** DESCRIPTION OF THE TASK **
Would you repeat the whole listing exactly?

** MATERIAL SHOWN follows **

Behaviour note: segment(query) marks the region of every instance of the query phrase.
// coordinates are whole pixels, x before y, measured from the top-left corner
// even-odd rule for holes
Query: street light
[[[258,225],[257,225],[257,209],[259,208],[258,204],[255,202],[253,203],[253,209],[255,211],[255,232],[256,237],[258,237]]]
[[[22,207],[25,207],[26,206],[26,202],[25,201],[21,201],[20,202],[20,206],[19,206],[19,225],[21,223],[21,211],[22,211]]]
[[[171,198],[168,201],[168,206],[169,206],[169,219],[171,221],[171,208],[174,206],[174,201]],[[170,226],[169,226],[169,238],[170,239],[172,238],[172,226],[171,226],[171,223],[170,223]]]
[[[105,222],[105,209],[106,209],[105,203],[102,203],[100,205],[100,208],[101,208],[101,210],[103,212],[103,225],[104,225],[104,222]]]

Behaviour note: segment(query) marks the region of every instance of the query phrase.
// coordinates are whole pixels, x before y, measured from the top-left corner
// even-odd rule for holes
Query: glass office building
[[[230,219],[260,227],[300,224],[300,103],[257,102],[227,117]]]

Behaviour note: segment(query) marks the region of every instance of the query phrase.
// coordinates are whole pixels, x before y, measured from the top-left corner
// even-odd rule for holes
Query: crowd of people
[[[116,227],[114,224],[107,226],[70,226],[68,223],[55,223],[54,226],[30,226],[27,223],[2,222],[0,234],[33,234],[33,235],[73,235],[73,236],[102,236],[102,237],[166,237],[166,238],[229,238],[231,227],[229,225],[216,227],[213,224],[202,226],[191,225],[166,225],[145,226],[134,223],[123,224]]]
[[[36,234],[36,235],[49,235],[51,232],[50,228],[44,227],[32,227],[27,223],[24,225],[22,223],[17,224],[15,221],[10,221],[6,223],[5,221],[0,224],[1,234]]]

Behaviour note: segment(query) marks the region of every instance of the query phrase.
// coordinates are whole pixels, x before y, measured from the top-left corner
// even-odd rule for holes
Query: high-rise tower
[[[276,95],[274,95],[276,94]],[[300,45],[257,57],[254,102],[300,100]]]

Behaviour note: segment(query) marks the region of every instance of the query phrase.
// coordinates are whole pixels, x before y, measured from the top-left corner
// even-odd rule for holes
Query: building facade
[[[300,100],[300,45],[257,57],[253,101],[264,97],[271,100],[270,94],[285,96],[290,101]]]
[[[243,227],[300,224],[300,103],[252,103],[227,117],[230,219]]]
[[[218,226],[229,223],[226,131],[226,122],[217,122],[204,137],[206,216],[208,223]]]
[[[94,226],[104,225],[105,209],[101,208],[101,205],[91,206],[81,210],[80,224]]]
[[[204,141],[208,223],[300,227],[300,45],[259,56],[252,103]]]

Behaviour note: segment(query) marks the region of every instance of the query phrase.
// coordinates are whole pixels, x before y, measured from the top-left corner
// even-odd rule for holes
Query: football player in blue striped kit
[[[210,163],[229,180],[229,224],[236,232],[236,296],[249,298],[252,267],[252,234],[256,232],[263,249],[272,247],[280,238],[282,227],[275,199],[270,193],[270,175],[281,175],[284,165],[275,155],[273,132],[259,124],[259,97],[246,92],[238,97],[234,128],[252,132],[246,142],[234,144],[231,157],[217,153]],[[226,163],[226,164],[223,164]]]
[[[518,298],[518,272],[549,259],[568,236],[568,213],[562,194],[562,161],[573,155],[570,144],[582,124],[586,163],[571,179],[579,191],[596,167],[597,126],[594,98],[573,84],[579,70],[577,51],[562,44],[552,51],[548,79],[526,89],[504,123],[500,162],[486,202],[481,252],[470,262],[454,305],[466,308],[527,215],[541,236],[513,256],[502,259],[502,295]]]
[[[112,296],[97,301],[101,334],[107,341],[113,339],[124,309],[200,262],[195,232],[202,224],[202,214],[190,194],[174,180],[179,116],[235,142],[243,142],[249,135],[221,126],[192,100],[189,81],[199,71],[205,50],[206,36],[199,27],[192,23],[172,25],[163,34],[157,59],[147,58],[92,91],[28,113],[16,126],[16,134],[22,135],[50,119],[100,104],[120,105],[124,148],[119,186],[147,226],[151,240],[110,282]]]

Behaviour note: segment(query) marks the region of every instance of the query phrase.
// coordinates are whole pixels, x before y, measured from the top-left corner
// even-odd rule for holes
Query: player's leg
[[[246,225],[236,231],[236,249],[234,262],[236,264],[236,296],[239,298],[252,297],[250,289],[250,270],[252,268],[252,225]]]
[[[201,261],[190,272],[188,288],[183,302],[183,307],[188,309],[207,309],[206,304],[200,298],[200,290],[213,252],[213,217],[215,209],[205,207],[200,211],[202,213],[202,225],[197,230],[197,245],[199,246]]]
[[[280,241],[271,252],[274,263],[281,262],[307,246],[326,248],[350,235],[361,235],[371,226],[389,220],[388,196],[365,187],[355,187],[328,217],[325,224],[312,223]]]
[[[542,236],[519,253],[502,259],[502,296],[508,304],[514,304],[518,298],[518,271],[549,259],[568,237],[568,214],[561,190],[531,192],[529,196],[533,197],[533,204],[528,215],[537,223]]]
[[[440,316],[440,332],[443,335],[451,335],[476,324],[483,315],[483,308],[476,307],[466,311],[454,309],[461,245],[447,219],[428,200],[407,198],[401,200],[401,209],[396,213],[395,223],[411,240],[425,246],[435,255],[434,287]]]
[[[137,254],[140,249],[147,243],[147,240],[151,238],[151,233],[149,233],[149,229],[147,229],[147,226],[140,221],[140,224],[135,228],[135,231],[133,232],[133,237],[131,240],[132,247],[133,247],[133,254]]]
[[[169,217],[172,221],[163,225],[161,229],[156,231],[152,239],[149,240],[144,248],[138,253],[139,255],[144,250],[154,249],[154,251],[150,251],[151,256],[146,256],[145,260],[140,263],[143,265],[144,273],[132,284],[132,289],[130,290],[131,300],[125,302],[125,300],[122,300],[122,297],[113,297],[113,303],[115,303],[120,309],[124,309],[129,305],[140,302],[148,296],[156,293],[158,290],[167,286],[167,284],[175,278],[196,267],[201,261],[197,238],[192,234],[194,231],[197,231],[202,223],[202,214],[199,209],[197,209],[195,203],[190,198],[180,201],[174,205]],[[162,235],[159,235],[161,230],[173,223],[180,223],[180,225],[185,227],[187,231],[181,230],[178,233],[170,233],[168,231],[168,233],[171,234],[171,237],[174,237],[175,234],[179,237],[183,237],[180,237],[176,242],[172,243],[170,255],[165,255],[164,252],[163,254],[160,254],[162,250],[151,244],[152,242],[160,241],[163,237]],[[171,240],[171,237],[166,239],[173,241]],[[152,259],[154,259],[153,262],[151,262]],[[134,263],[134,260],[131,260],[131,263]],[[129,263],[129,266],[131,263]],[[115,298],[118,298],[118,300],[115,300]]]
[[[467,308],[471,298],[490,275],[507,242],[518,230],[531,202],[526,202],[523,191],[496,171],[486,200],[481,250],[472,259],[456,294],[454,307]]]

** End of MATERIAL SHOWN **

** OUTPUT OF THE TASK **
Behaviour note: segment(query) marks the region of every instance of the query phrase.
// coordinates are whole pixels, x before y, measured from the top-left corner
// even-odd rule for holes
Query: street light
[[[258,225],[257,225],[257,209],[259,208],[258,204],[255,202],[253,203],[253,209],[255,211],[255,232],[256,237],[258,237]]]
[[[22,207],[25,207],[26,206],[26,202],[25,201],[21,201],[20,202],[20,206],[19,206],[19,225],[21,223],[21,211],[22,211]]]
[[[171,198],[168,201],[168,206],[169,206],[169,219],[171,221],[171,208],[174,206],[174,201]],[[170,226],[169,226],[169,238],[170,239],[172,238],[172,226],[171,226],[171,223],[170,223]]]
[[[105,222],[105,209],[106,209],[105,203],[102,203],[100,205],[100,208],[101,208],[101,210],[103,212],[103,225],[104,225],[104,222]]]

Behaviour note: segment(query) marks the region of every instance of the query phrase.
// coordinates are whole pixels, x before y, measured from the top-left corner
// even-odd rule for holes
Query: glass office building
[[[230,219],[260,227],[300,224],[300,103],[257,102],[227,117]]]

Behaviour note: segment(query) marks the region of every instance of the query phrase.
// coordinates are whole pixels, x before y, measured from the top-left corner
// even-odd rule for holes
Query: crowd of people
[[[116,227],[114,224],[107,226],[70,226],[68,223],[55,223],[54,226],[30,226],[27,223],[2,222],[0,234],[33,234],[33,235],[73,235],[73,236],[102,236],[102,237],[166,237],[166,238],[229,238],[231,227],[229,225],[216,227],[213,224],[202,226],[191,225],[166,225],[145,226],[134,223],[123,224]]]
[[[36,234],[36,235],[49,235],[51,232],[50,228],[44,227],[32,227],[27,223],[24,225],[22,223],[17,224],[15,221],[10,221],[6,223],[5,221],[0,224],[1,234]]]

Behaviour note: segment(query) marks the region of every instance of the query phrase.
// coordinates are whole pixels, x before y, measured from the top-left corner
// even-odd rule for holes
Query: high-rise tower
[[[276,95],[274,95],[276,94]],[[300,45],[257,57],[254,102],[300,100]]]

Behaviour note: segment(query) marks the region of every instance of the query phrase.
// coordinates are whole pixels, x before y, measured from the top-left corner
// even-odd rule for holes
Query: building facade
[[[300,100],[300,45],[257,57],[253,101],[264,97],[271,100],[270,94],[285,96],[290,101]]]
[[[243,227],[300,224],[300,103],[252,103],[227,117],[230,219]]]
[[[218,226],[229,223],[226,131],[226,122],[217,122],[204,137],[206,216],[208,223]]]
[[[94,226],[104,225],[105,209],[101,208],[101,205],[91,206],[81,210],[80,224]]]
[[[204,141],[208,223],[300,227],[300,45],[259,56],[252,103]]]

Behaviour note: segment(query) marks the region of every instance of the query phrase.
// coordinates are whole pixels, x before y, measured from the top-left corner
// even-odd rule for holes
Query: football player in blue striped kit
[[[210,163],[229,180],[229,224],[236,232],[236,296],[249,298],[252,267],[252,234],[256,232],[263,249],[272,247],[280,238],[282,227],[275,199],[270,193],[270,175],[281,175],[284,165],[275,155],[273,132],[259,124],[259,97],[246,92],[238,97],[234,128],[252,132],[246,142],[234,144],[231,157],[217,153]],[[226,163],[226,164],[223,164]]]
[[[518,298],[518,272],[549,259],[568,236],[568,213],[562,194],[562,161],[573,155],[570,144],[582,124],[586,163],[571,179],[579,191],[596,167],[597,126],[594,98],[573,84],[579,70],[577,51],[562,44],[552,51],[548,79],[526,89],[504,123],[500,162],[486,202],[481,252],[470,262],[454,305],[466,308],[527,215],[541,236],[513,256],[502,259],[502,295]]]
[[[112,296],[97,301],[101,334],[107,341],[113,339],[124,309],[200,262],[195,232],[202,224],[202,214],[190,194],[174,180],[179,116],[235,142],[243,142],[249,135],[221,126],[192,100],[189,81],[199,71],[205,50],[206,36],[199,27],[192,23],[172,25],[163,34],[157,59],[147,58],[92,91],[28,113],[16,126],[16,134],[22,135],[50,119],[100,104],[120,105],[124,148],[119,186],[147,226],[151,240],[110,282]]]

Behaviour note: segment(query) marks the region of every instance of the query phrase.
// coordinates are whole pixels, x before y, measured from the top-left corner
// even-odd rule for holes
Query: player's leg
[[[246,225],[236,231],[236,249],[234,262],[236,264],[236,296],[239,298],[252,297],[250,289],[250,270],[252,268],[252,225]]]
[[[201,261],[190,272],[188,288],[183,302],[183,307],[188,309],[207,309],[206,304],[200,298],[200,290],[213,252],[213,217],[215,209],[205,207],[200,211],[202,213],[202,225],[197,230],[197,245],[199,246]]]
[[[280,241],[271,252],[274,263],[281,262],[307,246],[326,248],[350,235],[361,235],[371,226],[389,220],[388,196],[365,187],[355,187],[328,217],[325,224],[312,223]]]
[[[542,236],[519,253],[502,259],[502,296],[508,304],[514,304],[518,298],[518,271],[549,259],[568,237],[568,214],[561,190],[531,192],[529,196],[533,197],[533,204],[528,215],[537,223]]]
[[[440,316],[440,332],[443,335],[451,335],[476,324],[483,315],[483,308],[476,307],[466,311],[454,309],[461,245],[447,219],[428,200],[407,198],[401,200],[401,209],[396,213],[395,223],[411,240],[425,246],[435,255],[434,287]]]
[[[137,254],[140,249],[147,243],[147,240],[151,238],[151,233],[149,233],[149,229],[147,229],[147,226],[140,221],[140,224],[135,228],[135,231],[133,232],[133,237],[131,240],[132,247],[133,247],[133,254]]]
[[[169,217],[172,221],[163,225],[161,229],[156,231],[152,239],[149,240],[144,248],[138,253],[139,255],[144,250],[154,249],[154,251],[150,251],[151,256],[146,256],[145,260],[140,263],[143,265],[144,273],[132,284],[132,289],[130,290],[131,300],[125,302],[125,300],[122,300],[122,297],[113,297],[113,303],[115,303],[120,309],[124,309],[129,305],[140,302],[148,296],[156,293],[158,290],[167,286],[167,284],[175,278],[196,267],[201,261],[197,238],[192,234],[194,231],[197,231],[202,223],[202,214],[199,209],[197,209],[195,203],[190,198],[180,201],[174,205]],[[162,235],[159,235],[161,230],[173,223],[180,223],[180,225],[185,227],[187,231],[181,230],[178,233],[170,233],[168,231],[168,233],[171,234],[171,237],[174,237],[175,234],[179,237],[183,237],[180,237],[176,242],[172,243],[170,255],[165,255],[164,252],[163,254],[160,254],[162,250],[151,244],[152,242],[160,241],[163,237]],[[171,240],[171,237],[166,239],[173,241]],[[152,259],[154,259],[153,262],[151,262]],[[134,263],[134,260],[131,260],[131,263]],[[129,263],[129,266],[131,263]],[[115,298],[118,298],[118,300],[115,300]]]
[[[467,308],[471,298],[490,275],[507,242],[518,230],[531,202],[526,202],[523,191],[496,171],[486,200],[481,250],[472,259],[456,294],[454,307]]]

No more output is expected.